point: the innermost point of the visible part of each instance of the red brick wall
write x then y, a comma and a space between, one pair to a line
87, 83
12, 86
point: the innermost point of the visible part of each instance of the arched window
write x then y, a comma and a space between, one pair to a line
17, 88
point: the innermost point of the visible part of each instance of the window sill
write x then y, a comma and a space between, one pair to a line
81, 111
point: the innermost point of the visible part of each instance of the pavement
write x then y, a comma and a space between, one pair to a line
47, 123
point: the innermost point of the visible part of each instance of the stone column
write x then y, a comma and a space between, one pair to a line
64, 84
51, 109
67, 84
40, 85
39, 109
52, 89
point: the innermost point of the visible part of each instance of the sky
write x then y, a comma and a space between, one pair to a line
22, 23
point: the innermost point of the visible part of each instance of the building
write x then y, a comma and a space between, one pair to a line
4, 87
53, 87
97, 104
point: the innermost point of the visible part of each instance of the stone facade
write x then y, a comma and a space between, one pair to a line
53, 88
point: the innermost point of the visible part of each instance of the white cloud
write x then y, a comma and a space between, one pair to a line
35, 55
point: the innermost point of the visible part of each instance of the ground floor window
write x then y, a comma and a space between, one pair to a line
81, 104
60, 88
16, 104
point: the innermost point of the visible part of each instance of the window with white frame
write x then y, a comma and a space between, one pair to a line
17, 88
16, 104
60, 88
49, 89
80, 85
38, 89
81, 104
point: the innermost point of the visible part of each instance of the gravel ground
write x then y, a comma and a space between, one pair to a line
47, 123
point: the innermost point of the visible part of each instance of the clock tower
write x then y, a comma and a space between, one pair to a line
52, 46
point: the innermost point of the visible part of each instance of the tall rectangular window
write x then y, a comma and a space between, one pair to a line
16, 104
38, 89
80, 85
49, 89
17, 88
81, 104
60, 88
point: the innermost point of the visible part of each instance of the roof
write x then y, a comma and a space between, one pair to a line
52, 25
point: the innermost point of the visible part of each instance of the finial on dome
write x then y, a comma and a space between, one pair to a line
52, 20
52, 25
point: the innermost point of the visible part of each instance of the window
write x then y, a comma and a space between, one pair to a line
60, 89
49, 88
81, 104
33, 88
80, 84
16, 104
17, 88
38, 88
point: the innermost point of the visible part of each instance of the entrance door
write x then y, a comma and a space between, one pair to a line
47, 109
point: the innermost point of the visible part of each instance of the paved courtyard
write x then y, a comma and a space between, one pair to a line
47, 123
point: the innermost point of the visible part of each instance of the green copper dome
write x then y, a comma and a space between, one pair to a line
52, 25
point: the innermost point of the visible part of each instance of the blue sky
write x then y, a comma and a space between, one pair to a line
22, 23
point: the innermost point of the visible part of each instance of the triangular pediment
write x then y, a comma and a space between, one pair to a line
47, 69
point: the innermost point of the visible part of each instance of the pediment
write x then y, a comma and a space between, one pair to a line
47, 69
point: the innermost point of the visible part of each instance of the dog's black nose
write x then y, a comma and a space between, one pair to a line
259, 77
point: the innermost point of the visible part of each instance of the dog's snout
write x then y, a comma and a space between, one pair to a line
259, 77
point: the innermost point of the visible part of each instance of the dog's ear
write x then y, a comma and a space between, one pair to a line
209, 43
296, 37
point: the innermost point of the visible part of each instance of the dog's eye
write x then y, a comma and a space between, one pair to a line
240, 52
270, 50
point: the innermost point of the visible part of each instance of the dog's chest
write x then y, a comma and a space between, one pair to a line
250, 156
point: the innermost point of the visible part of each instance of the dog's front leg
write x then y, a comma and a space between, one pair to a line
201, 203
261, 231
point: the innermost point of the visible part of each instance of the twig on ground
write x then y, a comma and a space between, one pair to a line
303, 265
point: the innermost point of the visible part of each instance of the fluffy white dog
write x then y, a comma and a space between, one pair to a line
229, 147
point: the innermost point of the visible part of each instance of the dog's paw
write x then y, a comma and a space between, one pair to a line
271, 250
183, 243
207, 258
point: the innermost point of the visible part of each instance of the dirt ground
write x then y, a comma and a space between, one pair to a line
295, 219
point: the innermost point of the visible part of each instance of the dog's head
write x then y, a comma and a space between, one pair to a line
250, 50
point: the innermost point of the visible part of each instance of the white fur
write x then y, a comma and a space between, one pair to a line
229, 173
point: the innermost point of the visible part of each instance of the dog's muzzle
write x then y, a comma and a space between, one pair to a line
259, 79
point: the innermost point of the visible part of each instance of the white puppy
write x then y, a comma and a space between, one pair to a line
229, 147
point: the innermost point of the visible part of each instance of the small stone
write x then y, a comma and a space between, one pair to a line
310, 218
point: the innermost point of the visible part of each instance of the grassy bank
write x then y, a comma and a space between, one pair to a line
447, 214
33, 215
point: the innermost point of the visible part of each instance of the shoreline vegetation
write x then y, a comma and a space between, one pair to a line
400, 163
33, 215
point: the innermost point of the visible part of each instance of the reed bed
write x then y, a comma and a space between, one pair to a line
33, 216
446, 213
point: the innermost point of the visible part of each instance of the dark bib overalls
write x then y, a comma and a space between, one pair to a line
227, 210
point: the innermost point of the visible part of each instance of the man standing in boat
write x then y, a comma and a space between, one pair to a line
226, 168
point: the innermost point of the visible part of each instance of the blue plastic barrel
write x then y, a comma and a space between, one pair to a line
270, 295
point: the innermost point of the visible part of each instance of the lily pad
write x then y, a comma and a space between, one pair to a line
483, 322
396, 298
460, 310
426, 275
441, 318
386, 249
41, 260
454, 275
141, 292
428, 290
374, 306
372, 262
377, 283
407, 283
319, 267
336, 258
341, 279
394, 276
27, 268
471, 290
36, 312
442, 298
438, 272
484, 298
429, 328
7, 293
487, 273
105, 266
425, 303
..........
Exercise: In the listing above, how many lines hold the word "window"? Give the number and nothing more.

Exercise answer: 6